Return the listing below exactly as it stands. Pictures stay out.

● **DATA TO PROCESS**:
——
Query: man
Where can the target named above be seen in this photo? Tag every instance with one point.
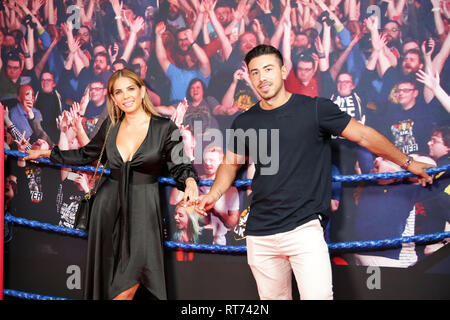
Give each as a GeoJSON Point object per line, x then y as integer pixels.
{"type": "Point", "coordinates": [96, 108]}
{"type": "Point", "coordinates": [408, 124]}
{"type": "Point", "coordinates": [10, 76]}
{"type": "Point", "coordinates": [26, 117]}
{"type": "Point", "coordinates": [289, 205]}
{"type": "Point", "coordinates": [301, 78]}
{"type": "Point", "coordinates": [100, 69]}
{"type": "Point", "coordinates": [180, 78]}
{"type": "Point", "coordinates": [393, 37]}
{"type": "Point", "coordinates": [48, 101]}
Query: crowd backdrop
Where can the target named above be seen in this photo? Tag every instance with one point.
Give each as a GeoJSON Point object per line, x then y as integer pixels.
{"type": "Point", "coordinates": [382, 62]}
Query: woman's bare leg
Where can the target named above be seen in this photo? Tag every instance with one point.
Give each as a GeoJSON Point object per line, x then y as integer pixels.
{"type": "Point", "coordinates": [127, 294]}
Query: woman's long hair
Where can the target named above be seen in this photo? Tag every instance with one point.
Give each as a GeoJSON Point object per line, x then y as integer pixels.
{"type": "Point", "coordinates": [114, 112]}
{"type": "Point", "coordinates": [193, 228]}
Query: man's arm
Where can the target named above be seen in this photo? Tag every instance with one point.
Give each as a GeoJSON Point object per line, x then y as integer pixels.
{"type": "Point", "coordinates": [224, 179]}
{"type": "Point", "coordinates": [378, 144]}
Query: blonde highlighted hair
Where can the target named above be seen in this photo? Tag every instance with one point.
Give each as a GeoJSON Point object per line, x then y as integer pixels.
{"type": "Point", "coordinates": [193, 229]}
{"type": "Point", "coordinates": [114, 111]}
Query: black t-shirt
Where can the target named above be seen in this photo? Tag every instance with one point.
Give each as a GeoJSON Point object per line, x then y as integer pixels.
{"type": "Point", "coordinates": [292, 181]}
——
● **ANSWER TO THIS PROBLEM**:
Query: man
Where can the target named above be seen in this photo? Tag every instance with one point.
Give each as a GeoJSON Point object per line, x then y as integer pixels.
{"type": "Point", "coordinates": [96, 108]}
{"type": "Point", "coordinates": [408, 124]}
{"type": "Point", "coordinates": [10, 76]}
{"type": "Point", "coordinates": [26, 117]}
{"type": "Point", "coordinates": [289, 205]}
{"type": "Point", "coordinates": [301, 78]}
{"type": "Point", "coordinates": [100, 69]}
{"type": "Point", "coordinates": [180, 78]}
{"type": "Point", "coordinates": [393, 37]}
{"type": "Point", "coordinates": [48, 101]}
Query: crowd backdrop
Where can the target named above be seen in this photo? Tag every instance with one point.
Give each as a GeoJSON Point object per line, x then y as integer pixels.
{"type": "Point", "coordinates": [382, 62]}
Query: woman's bare leg
Where can the target named above be seen in this photo? Tag every instance with one point.
Give each as a GeoJSON Point object per line, x then y as integer pixels.
{"type": "Point", "coordinates": [127, 294]}
Query: woman's long hair
Where can the target named above be seen in this photo? Tag every instance with one point.
Give each as a GeoJSON Point object per line, x then y as integer pixels.
{"type": "Point", "coordinates": [114, 112]}
{"type": "Point", "coordinates": [193, 228]}
Query: man's arm
Where can the target named above be seen in this photo? Tag every instance with one point.
Give each as a GeoJSON Point object per line, x then y as integer pixels.
{"type": "Point", "coordinates": [224, 179]}
{"type": "Point", "coordinates": [378, 144]}
Query: blonde highlighted hair
Where can the target named above be seen in this photo? Tag every instance with one point.
Give each as a GeoJSON Point object per line, x then y as integer pixels.
{"type": "Point", "coordinates": [193, 229]}
{"type": "Point", "coordinates": [114, 111]}
Query: black t-shirt
Where can the target named above be seen in this photo? Tag every instance with one point.
Give each as a GeoJSON Point object per line, x then y as integer pixels.
{"type": "Point", "coordinates": [292, 181]}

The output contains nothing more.